• [EXERCISE DETAILS]: Render the listing below as a Markdown table with two columns, No. and Text. Number each line in No., put the line itself in Text, skip blank lines, and leave the pictures out.
------ EXERCISE MATERIAL
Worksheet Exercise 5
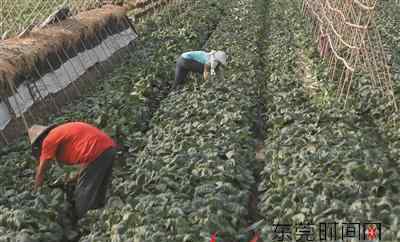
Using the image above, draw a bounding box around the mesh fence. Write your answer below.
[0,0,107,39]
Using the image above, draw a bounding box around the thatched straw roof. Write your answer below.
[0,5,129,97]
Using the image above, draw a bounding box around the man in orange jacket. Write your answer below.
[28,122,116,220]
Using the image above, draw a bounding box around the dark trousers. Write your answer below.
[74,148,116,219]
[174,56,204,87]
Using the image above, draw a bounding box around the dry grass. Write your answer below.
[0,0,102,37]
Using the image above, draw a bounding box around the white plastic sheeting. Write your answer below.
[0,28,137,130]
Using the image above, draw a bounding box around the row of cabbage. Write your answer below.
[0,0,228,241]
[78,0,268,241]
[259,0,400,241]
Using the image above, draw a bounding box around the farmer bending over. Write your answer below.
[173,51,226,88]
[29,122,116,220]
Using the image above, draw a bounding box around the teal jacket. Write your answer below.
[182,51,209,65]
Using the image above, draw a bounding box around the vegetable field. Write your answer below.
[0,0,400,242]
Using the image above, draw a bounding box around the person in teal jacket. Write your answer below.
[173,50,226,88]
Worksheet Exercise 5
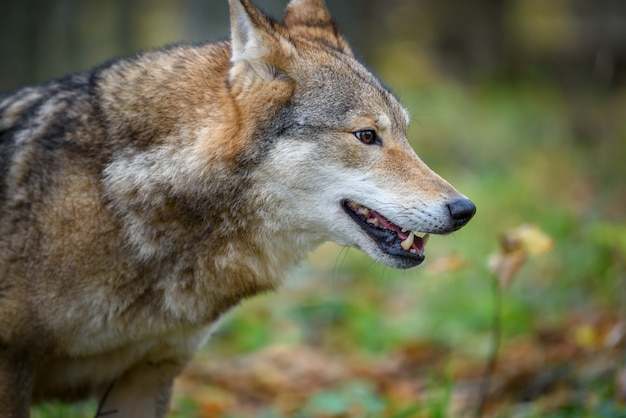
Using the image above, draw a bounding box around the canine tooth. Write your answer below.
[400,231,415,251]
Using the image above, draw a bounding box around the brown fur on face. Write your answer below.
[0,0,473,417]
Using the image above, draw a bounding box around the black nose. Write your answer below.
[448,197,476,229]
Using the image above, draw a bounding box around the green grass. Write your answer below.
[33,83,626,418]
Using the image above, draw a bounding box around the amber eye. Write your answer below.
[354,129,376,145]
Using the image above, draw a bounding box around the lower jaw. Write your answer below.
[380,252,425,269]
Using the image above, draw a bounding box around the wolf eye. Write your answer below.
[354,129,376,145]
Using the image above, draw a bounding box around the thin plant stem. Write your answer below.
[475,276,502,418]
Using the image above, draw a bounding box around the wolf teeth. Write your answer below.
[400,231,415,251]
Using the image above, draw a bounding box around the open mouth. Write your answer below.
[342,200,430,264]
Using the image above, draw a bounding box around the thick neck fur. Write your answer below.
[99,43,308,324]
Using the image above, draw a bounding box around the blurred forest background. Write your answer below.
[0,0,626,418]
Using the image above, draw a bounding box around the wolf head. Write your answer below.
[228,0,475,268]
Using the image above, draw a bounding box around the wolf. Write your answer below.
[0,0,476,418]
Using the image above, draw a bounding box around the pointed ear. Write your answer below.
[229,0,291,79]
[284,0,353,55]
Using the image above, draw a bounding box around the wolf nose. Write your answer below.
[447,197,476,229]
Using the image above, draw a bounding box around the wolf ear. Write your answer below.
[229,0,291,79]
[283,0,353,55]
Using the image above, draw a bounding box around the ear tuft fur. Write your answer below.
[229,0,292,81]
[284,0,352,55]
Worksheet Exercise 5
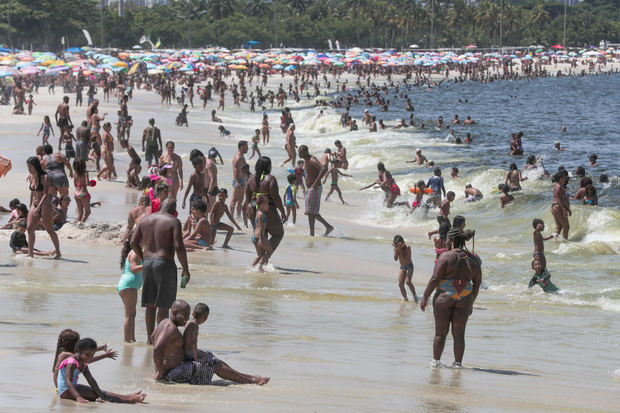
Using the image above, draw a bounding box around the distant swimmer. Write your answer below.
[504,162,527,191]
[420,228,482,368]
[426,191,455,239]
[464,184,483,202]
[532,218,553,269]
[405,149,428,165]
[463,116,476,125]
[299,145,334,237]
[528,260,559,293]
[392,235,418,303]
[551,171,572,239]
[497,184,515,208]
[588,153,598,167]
------------
• [EXPECTED ANSWER]:
| No. | Text |
|---|---|
| 1 | Worksheet Exercise 5 |
| 2 | Using the image above, draw a bounding box around the mesh fence. Write your answer below. |
| 3 | [0,0,107,39] |
| 4 | Using the image above, draw a bounding box around the thatched straw roof. Write your answer below. |
| 5 | [0,5,129,97] |
| 6 | Using the image above, draw a bounding box around the man in orange jacket. Write your answer below. |
| 7 | [28,122,116,220] |
| 8 | Using the image above, draw a bounding box around the dark trousers. Write your answer below. |
| 9 | [74,148,116,219] |
| 10 | [174,56,204,87] |
| 11 | Using the image above, draw a bounding box around the dry grass. Write your answer below. |
| 12 | [0,0,102,37] |
| 13 | Using the image above, draw a bounding box around the white plastic sheeting. Write your answer below. |
| 14 | [0,28,137,130] |
| 15 | Using the image above, draw a bounding box around the row of cabbage. Write your answer below. |
| 16 | [0,0,228,241] |
| 17 | [78,0,268,241] |
| 18 | [259,0,400,241] |
| 19 | Using the image above, draw a bounding box around the farmer bending over. Write your answer below. |
| 20 | [173,51,226,88] |
| 21 | [29,122,116,220] |
| 22 | Using the image above, draw a bounding box around the teal jacket. Write your answer below. |
| 23 | [182,51,209,65] |
| 24 | Using the image above, draw a bounding box around the vegetable field. Write your answer below. |
| 25 | [0,0,400,242] |
| 26 | Using the image above, draw a bounding box around the person in teal jacket. Write your answer below. |
| 27 | [173,50,226,88] |
| 28 | Worksheet Exercise 5 |
| 29 | Using the image above, draw a bounding box around the canine tooth. Write your answer below. |
| 30 | [400,231,415,251] |
| 31 | Using the image above, draw a bounding box around the brown fur on face. Write your answer below. |
| 32 | [0,0,473,417] |
| 33 | Using the image above, draw a bounding box around the black nose. Write your answer below. |
| 34 | [448,197,476,229] |
| 35 | Using the image above, draw a bounding box around the green grass. Write your answer below. |
| 36 | [33,83,626,418] |
| 37 | Using the image above, draw a bounding box around the amber eye. Write your answer below. |
| 38 | [354,129,376,145] |
| 39 | Using the image above, draw a bounding box around the lower jaw. Write your answer below. |
| 40 | [380,252,425,269] |
| 41 | Using the image above, draw a bounding box around the wolf eye. Write your answer below. |
| 42 | [354,129,376,145] |
| 43 | Using the image above, draw a bounding box around the thin plant stem. Write your answer below. |
| 44 | [475,276,502,418] |
| 45 | Using the image above, draw a bounding box around the wolf teeth. Write your answer below. |
| 46 | [400,231,415,251] |
| 47 | Using the image above, draw a bounding box around the open mouth. Write your answer below. |
| 48 | [342,200,430,264] |
| 49 | Using the image above, draw a bounding box around the thick neck fur. Write your answer below. |
| 50 | [99,43,308,324] |
| 51 | Using the image above, draw a bounding box around the blurred forest background. Write your answer below. |
| 52 | [0,0,626,418] |
| 53 | Using the image above, draw a bounding box around the wolf head. Write your answer below. |
| 54 | [228,0,475,268] |
| 55 | Using the image above, draw a bounding box around the wolf. Write your answer below. |
| 56 | [0,0,476,418] |
| 57 | Using the image above, draw a bounding box around the pointed ear. Write your answer below. |
| 58 | [229,0,291,79] |
| 59 | [284,0,353,55] |
| 60 | Using the image above, draw a bounding box around the wolf nose. Write your answer below. |
| 61 | [447,197,476,229] |
| 62 | Using the image above, draw a bounding box around the wolf ear. Write your answer below. |
| 63 | [229,0,291,79] |
| 64 | [283,0,353,55] |
| 65 | Using the image above, draw a bounding box around the ear tuft fur. Write your answer below. |
| 66 | [229,0,292,81] |
| 67 | [284,0,352,55] |
| 68 | Worksheet Exercise 5 |
| 69 | Using the image above, draw a bounding box around the distant swimmer. Write your answer below. |
| 70 | [504,162,527,191] |
| 71 | [420,228,482,368] |
| 72 | [426,191,455,239] |
| 73 | [464,184,483,202] |
| 74 | [532,218,553,269] |
| 75 | [405,149,428,165] |
| 76 | [463,116,476,125] |
| 77 | [299,145,334,237] |
| 78 | [528,260,559,293] |
| 79 | [392,235,418,303] |
| 80 | [551,171,572,239] |
| 81 | [497,184,515,208] |
| 82 | [588,153,598,167] |